# TASK DESCRIPTION
Recast the lines of the material starting with the line containing "[output] one dot per instance, form <point>687,65</point>." and going on through the line containing "<point>545,214</point>" as a Markdown table with the columns Row and Line. Skip any blank lines.

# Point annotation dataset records
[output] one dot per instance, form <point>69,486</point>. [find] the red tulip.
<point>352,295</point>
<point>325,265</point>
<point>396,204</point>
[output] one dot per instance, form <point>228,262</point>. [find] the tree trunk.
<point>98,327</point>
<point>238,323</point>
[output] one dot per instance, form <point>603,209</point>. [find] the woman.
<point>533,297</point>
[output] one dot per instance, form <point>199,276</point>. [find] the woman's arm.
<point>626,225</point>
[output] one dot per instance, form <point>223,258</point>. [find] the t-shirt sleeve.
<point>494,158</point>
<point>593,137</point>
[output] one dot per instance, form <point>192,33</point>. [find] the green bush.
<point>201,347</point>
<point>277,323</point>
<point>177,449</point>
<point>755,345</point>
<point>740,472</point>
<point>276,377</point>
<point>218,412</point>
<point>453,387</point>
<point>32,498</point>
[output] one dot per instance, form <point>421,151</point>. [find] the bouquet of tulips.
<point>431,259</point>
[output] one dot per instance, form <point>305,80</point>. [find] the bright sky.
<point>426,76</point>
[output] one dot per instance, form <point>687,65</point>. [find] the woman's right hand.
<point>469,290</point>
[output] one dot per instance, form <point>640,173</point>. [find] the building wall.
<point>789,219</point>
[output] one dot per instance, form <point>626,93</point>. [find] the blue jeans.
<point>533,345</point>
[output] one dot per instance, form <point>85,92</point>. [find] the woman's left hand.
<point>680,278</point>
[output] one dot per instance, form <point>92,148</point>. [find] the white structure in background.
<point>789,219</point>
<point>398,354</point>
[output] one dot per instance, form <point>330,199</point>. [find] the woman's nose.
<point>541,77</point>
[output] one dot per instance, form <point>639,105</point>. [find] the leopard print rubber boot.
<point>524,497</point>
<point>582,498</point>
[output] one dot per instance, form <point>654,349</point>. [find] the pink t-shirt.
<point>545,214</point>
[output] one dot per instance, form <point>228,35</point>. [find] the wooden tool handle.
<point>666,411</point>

# EXPECTED ANSWER
| Row | Line |
|---|---|
| 1 | [output] one dot per instance, form <point>687,65</point>. [find] the woman's right hand. |
| 2 | <point>469,290</point> |
| 3 | [output] one dot per instance, form <point>640,173</point>. [find] the building wall. |
| 4 | <point>789,219</point> |
| 5 | [output] one dot per instance, form <point>626,93</point>. [find] the blue jeans. |
| 6 | <point>533,345</point> |
| 7 | [output] one dot per instance, form <point>85,92</point>. [find] the woman's left hand. |
| 8 | <point>680,278</point> |
| 9 | [output] one dot per instance, form <point>92,148</point>. [find] the white structure in background. |
| 10 | <point>789,219</point> |
| 11 | <point>398,354</point> |
| 12 | [output] one dot per instance, form <point>330,199</point>. [find] the woman's nose. |
| 13 | <point>541,77</point> |
| 14 | [output] one dot per instance, form <point>639,105</point>. [find] the leopard print rubber boot. |
| 15 | <point>524,497</point> |
| 16 | <point>582,498</point> |
| 17 | [output] one dot per instance, form <point>654,349</point>. [find] the pink t-shirt. |
| 18 | <point>545,214</point> |